Textausschnitt:
——

Ich vermisse schon immer den Kampf um das Leben des Borkenkäfers. Und jedem Vegetarier rufe ich zu, der gerade sein Radieschen zerbeißt. DAS TUT DEM AUCH WEH!

Wiebke Lenz / 22.02.2021

Verrückten kann man leider nicht mit Logik kommen - so weh es auch tut. Der Landwirt bei uns hat den Biber glücklicher Weise in den Griff bekommen, indem er wohl einiges trocken gelegt hat. Der Acker war aber auch arg überschwemmt - es ging hier um seine Existenz. Sicher brauchte der Bauer dafür eine Sondergenehmigung. Und mein Lieblingsbeispiel, welches ich auch schon auf der Achse veröffentlichte: Das Waldstück vor der Haustür war einmal größer, allerdings ist der NABU dann auf die Idee gekommen, die “artfremden” Bäume fällen zu lassen. Sie gehören ja nicht hierher. (Übrigens zur Nistzeit.) Resultat: bei jedem Herbst- oder Frühlingssturm fallen die verbliebenen Bäume, die ja heimisch sind, um - sie werden nicht mehr von den “fremden” Bäumen geschützt, die Jahrzehnte an ihrer Seite waren. So schrumpft der Wald immer mehr, aber die “Umweltschützer” haben ein gutes Gewissen ...

——

Vorliegende Einträge:
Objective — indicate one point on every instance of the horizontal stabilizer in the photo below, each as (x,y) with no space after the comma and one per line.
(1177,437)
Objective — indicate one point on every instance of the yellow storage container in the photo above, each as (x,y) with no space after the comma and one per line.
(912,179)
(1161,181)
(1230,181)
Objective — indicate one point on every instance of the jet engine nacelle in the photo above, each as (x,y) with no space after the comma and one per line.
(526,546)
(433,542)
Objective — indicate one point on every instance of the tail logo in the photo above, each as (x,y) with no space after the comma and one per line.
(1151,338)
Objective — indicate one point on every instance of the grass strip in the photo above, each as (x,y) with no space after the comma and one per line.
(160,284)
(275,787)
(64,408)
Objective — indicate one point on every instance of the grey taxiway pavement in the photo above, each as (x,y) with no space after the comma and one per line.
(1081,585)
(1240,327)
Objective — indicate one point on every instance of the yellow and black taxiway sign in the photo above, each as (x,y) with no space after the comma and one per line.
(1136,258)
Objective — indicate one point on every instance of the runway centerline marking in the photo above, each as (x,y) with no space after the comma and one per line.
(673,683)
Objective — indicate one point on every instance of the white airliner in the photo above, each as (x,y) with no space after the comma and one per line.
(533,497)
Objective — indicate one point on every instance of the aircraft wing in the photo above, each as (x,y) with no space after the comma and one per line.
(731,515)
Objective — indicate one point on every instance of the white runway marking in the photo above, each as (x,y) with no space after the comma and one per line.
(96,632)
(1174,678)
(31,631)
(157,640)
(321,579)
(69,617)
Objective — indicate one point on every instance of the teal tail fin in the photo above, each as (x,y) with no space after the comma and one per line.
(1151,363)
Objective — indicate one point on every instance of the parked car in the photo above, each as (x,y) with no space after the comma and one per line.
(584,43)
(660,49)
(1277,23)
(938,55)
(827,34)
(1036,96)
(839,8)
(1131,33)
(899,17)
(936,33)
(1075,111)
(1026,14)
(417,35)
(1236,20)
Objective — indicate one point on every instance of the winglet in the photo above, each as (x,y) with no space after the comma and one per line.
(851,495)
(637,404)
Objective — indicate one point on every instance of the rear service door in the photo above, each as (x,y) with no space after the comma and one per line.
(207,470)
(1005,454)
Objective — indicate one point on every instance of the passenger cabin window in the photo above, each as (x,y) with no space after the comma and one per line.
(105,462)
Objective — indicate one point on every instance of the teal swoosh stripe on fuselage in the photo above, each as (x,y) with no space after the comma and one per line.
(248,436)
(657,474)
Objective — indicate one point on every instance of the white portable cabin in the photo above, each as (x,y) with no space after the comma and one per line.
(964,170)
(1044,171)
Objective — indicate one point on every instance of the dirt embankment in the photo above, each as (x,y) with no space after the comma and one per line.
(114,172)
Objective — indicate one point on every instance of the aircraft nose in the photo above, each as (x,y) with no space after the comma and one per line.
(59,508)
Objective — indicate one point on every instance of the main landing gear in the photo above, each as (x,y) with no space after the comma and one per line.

——

Arbeitsaufträge:
1. Kannst du den Teil des Textausschnitts, der mit den Worten „Ich vermisse schon“ beginnt und mit „DEM AUCH WEH!“ endet, wiedergeben und dabei „Radieschen“ durch „Gemüse“ ersetzen?
2. Welche Zeilen der Einträge enthalten die Zeichenfolge „tail“? Zeige jede davon vollständig.

Lösungen:
1.
Ich vermisse schon immer den Kampf um das Leben des Borkenkäfers. Und jedem Vegetarier rufe ich zu, der gerade sein Gemüse zerbeißt. DAS TUT DEM AUCH WEH!

2.
Objective — indicate one point on every instance of the tail logo in the photo above, each as (x,y) with no space after the comma and one per line.
Objective — indicate one point on every instance of the teal tail fin in the photo above, each as (x,y) with no space after the comma and one per line.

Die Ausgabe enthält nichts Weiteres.